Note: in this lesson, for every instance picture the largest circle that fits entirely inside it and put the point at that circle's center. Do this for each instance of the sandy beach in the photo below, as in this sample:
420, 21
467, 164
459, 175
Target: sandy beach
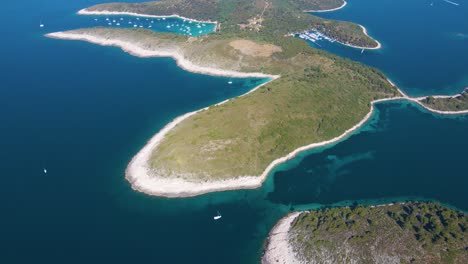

————————

● **Objective**
Please switch "sandy beach" to "rocky shore" throughout the entries above and give them again with everything else unchanged. Leave the pictures out.

● **Final result**
Note: in this lesson, for every instance picture the largest circle that fits entirely inside it and put the point at that circle's center. Do this for each instance of the rocky shore in the photo below, as in this sample:
420, 21
467, 164
459, 175
Target: rocky shore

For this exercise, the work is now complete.